Saved entries
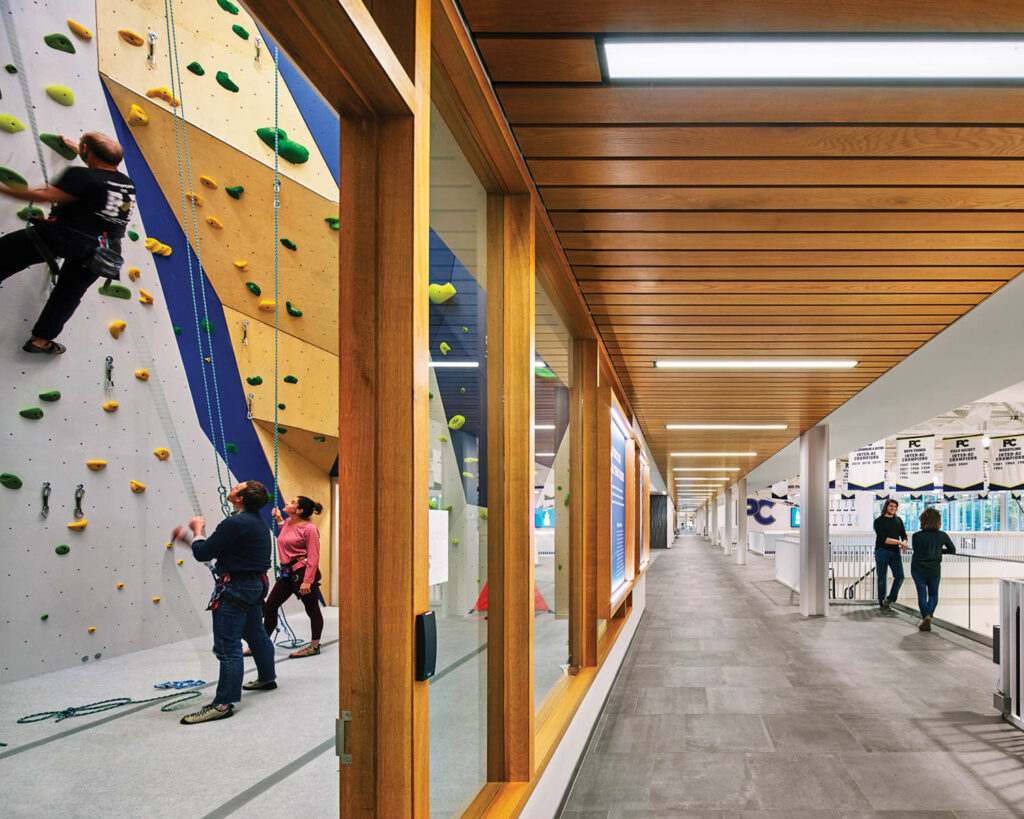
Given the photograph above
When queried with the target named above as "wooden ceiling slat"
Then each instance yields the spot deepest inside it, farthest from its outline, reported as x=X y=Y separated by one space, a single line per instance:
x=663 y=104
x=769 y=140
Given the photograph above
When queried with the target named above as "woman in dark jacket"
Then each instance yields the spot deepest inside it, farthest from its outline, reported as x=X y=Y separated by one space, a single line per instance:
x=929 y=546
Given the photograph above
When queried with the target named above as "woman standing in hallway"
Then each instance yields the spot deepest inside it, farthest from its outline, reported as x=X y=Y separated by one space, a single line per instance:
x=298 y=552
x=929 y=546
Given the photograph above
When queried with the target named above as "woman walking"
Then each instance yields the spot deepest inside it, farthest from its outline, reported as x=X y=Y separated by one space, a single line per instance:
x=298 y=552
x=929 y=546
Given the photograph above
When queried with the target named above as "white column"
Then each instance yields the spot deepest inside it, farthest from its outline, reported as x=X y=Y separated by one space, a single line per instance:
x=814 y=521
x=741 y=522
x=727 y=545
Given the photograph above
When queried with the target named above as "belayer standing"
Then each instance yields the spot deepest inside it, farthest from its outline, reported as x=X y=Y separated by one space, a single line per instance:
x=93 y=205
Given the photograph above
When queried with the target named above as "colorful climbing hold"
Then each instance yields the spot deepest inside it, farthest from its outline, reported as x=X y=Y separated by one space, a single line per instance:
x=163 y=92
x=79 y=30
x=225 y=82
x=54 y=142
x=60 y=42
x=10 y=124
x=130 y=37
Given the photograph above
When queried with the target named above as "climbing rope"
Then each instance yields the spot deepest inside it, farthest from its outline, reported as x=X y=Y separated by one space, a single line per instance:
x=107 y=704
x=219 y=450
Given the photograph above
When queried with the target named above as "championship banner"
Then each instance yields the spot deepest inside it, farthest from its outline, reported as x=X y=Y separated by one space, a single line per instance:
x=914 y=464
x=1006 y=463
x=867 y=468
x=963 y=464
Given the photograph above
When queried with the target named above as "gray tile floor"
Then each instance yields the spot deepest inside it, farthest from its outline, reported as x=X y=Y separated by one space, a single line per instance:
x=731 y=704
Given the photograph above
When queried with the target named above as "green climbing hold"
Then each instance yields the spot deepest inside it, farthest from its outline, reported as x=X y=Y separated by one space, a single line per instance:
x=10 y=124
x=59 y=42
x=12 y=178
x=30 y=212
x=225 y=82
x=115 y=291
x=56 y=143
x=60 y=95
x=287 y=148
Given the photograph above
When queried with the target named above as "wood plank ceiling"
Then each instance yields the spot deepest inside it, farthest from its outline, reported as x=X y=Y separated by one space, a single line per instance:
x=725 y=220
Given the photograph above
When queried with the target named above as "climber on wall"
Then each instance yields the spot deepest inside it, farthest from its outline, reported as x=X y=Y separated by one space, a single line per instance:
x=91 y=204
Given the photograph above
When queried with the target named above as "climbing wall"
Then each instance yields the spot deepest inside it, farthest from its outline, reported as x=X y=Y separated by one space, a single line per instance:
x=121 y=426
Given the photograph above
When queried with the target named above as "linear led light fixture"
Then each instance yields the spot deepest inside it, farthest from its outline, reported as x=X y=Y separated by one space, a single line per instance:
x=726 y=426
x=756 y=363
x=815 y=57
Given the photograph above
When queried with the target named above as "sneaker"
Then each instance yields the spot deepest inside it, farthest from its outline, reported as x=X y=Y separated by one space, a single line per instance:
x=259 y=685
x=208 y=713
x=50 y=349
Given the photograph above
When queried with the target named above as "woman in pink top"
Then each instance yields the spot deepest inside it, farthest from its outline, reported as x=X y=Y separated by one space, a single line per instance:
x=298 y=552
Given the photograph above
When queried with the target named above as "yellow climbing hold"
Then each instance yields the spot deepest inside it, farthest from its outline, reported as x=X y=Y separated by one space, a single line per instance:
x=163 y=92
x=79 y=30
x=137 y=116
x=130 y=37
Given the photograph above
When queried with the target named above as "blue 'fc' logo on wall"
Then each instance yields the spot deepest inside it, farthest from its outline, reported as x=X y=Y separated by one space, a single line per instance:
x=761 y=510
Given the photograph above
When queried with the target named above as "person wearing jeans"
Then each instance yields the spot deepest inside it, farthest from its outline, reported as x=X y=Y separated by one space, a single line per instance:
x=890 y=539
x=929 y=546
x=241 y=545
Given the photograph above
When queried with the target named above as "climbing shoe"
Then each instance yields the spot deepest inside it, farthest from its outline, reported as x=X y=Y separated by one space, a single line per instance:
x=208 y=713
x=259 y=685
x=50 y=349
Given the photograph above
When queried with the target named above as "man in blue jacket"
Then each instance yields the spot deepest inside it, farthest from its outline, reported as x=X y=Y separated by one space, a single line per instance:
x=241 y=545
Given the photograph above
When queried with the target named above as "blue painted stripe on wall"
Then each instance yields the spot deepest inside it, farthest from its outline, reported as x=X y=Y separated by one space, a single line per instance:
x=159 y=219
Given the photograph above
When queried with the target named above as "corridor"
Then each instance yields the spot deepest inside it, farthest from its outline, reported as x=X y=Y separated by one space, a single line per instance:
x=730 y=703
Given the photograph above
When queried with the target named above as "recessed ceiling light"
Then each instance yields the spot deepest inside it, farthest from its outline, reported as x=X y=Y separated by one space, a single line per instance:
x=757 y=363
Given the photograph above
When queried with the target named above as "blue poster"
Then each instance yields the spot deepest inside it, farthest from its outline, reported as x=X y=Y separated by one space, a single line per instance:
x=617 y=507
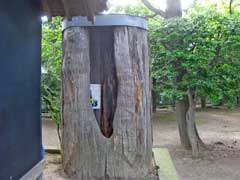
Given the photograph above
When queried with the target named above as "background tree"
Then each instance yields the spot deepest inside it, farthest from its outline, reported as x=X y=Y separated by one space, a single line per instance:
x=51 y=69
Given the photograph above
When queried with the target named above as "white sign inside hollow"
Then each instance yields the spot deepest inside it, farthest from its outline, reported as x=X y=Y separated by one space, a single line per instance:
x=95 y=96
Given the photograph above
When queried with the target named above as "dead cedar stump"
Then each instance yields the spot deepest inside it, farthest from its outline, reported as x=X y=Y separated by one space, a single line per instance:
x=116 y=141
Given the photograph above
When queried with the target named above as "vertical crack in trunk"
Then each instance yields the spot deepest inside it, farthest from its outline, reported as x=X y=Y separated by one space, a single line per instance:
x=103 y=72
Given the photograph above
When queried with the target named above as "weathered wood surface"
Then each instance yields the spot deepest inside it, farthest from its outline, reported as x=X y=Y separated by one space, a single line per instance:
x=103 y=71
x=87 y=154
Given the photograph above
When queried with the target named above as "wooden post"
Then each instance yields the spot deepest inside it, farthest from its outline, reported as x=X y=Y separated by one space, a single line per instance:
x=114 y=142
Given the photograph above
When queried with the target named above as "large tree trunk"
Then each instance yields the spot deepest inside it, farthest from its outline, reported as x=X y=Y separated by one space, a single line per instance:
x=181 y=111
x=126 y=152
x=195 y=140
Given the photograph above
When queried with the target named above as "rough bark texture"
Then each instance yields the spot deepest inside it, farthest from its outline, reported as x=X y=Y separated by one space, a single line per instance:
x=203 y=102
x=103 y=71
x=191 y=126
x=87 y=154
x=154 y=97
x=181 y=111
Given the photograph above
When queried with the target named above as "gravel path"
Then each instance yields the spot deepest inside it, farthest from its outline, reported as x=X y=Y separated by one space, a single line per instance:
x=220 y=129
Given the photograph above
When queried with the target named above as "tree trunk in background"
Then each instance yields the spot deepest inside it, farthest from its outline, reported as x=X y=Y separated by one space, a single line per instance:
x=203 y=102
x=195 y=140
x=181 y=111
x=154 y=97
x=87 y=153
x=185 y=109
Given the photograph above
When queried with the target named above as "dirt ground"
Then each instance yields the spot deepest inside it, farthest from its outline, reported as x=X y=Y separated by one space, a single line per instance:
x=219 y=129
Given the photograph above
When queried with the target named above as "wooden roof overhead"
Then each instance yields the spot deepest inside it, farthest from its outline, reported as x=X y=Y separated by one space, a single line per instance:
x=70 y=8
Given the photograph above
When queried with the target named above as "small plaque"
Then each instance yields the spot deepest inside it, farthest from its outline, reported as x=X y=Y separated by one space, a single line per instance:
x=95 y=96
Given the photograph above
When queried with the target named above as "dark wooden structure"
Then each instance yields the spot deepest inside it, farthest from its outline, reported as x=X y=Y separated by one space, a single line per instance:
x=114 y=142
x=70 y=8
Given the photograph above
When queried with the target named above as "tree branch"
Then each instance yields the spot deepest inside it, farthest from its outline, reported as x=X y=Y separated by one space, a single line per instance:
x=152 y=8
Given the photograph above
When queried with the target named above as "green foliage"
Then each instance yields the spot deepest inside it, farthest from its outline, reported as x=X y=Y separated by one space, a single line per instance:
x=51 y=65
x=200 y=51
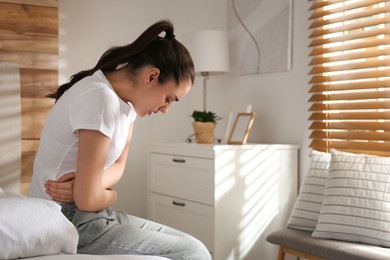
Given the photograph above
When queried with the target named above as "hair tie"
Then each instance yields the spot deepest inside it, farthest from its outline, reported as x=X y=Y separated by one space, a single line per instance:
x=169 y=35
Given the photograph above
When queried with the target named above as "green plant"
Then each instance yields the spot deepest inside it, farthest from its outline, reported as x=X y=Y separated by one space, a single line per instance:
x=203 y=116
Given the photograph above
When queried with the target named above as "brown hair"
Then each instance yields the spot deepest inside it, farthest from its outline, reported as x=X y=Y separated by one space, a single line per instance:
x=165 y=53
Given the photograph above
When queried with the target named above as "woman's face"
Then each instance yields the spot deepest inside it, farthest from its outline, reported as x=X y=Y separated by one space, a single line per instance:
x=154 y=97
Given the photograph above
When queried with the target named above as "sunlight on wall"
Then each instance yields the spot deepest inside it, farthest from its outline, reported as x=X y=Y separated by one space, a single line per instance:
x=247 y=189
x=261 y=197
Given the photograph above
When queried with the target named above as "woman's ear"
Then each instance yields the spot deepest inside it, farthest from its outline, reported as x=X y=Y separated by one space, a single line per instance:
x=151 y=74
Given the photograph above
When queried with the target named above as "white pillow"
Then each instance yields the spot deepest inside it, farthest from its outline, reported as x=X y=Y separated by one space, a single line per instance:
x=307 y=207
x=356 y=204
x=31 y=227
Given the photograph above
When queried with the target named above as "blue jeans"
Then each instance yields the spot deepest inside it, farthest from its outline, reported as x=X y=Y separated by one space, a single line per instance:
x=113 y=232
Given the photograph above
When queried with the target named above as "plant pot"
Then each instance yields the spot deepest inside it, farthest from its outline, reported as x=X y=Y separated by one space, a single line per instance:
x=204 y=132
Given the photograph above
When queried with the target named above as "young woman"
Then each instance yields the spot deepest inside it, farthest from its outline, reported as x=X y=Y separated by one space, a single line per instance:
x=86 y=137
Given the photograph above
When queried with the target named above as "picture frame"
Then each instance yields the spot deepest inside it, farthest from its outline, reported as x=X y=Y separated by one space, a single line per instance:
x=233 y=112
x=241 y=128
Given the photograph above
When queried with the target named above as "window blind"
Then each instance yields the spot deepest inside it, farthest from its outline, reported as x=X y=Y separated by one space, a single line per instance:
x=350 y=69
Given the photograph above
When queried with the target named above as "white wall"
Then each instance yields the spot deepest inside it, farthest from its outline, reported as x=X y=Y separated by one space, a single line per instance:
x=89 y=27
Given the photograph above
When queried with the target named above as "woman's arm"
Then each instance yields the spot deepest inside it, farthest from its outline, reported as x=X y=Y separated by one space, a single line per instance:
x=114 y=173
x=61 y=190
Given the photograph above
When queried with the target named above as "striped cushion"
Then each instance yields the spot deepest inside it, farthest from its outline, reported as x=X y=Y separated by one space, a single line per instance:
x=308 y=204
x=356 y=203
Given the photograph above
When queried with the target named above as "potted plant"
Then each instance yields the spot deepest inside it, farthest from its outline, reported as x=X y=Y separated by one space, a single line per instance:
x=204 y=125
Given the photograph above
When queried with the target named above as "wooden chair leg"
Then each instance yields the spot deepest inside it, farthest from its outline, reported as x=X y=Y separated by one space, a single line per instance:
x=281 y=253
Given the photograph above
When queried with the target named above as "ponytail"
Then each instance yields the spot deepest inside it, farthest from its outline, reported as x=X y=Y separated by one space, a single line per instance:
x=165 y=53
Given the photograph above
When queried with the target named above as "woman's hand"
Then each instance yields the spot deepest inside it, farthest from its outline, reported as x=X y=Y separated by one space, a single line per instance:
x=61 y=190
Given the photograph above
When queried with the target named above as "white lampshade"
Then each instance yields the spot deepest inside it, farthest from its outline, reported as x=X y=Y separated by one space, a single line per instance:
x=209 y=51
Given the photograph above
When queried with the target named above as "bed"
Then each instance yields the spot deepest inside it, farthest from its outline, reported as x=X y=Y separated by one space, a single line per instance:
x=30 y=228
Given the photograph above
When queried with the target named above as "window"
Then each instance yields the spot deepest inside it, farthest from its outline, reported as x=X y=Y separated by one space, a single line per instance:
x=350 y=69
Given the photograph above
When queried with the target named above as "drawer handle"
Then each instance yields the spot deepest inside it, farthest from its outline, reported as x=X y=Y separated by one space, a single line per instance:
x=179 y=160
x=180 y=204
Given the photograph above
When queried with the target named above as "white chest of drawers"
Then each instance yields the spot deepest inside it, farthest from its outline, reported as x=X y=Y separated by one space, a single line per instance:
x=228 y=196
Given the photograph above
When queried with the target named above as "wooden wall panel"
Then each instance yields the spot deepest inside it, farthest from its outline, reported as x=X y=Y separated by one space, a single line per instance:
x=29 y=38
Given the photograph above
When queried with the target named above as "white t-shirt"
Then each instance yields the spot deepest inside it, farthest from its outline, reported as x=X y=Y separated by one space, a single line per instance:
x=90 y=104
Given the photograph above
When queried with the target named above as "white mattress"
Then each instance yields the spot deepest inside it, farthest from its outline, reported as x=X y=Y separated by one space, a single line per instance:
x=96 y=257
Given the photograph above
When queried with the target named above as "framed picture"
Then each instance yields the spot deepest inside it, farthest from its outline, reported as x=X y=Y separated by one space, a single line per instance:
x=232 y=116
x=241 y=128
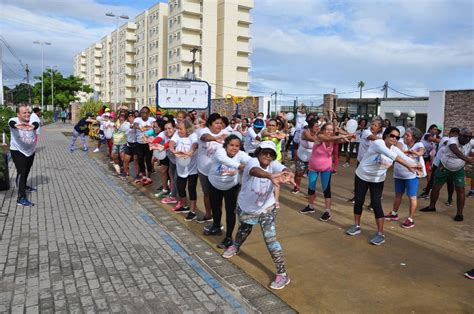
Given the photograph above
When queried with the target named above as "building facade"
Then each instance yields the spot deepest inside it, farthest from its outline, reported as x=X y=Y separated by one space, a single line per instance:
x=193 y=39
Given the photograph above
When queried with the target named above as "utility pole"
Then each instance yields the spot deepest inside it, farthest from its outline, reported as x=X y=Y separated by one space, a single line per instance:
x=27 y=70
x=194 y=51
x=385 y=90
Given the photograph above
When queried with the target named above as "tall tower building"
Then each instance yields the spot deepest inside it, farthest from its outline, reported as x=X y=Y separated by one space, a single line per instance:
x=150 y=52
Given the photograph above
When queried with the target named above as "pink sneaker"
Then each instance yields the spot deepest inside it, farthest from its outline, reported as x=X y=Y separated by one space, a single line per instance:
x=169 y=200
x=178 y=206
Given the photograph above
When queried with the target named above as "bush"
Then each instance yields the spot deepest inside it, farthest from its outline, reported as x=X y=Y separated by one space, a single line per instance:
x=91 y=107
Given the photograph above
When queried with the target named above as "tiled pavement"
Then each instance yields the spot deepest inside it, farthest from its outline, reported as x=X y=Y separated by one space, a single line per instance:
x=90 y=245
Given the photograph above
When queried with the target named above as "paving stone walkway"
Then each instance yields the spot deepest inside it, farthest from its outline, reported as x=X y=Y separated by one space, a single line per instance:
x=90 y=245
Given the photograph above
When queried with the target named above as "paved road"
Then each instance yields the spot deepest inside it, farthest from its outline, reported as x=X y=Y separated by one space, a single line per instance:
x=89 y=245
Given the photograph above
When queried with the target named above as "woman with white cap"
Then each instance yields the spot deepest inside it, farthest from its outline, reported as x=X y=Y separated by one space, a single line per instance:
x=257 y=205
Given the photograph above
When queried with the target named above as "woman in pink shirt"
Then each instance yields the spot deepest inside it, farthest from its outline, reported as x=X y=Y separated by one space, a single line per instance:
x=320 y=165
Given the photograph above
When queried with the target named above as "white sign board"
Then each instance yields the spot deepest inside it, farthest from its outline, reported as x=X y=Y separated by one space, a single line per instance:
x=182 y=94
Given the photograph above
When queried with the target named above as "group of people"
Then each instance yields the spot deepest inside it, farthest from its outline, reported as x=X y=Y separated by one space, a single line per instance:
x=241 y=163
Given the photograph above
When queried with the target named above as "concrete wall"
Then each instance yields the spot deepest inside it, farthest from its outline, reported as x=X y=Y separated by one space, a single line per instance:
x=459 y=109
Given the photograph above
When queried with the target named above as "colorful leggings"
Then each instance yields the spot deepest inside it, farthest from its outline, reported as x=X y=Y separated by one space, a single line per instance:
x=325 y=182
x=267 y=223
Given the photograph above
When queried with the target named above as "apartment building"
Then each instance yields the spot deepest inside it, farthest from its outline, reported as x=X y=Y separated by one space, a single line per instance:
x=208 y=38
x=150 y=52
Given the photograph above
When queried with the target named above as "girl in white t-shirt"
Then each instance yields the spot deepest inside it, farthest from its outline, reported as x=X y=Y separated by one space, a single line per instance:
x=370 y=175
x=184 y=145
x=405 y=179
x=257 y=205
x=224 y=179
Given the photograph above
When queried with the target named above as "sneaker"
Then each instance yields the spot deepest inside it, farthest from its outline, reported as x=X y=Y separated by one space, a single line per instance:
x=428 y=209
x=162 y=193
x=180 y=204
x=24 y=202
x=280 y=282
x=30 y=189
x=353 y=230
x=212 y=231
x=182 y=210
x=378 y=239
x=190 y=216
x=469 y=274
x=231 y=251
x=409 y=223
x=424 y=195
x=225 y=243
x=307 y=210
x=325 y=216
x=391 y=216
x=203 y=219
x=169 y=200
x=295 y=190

Exercise ▸ Show all lines from the entries that hold "jeans".

Worked solution ▸
When queried with the target named above as "person wearing jeans"
When queried with the target named above as "blue jeans"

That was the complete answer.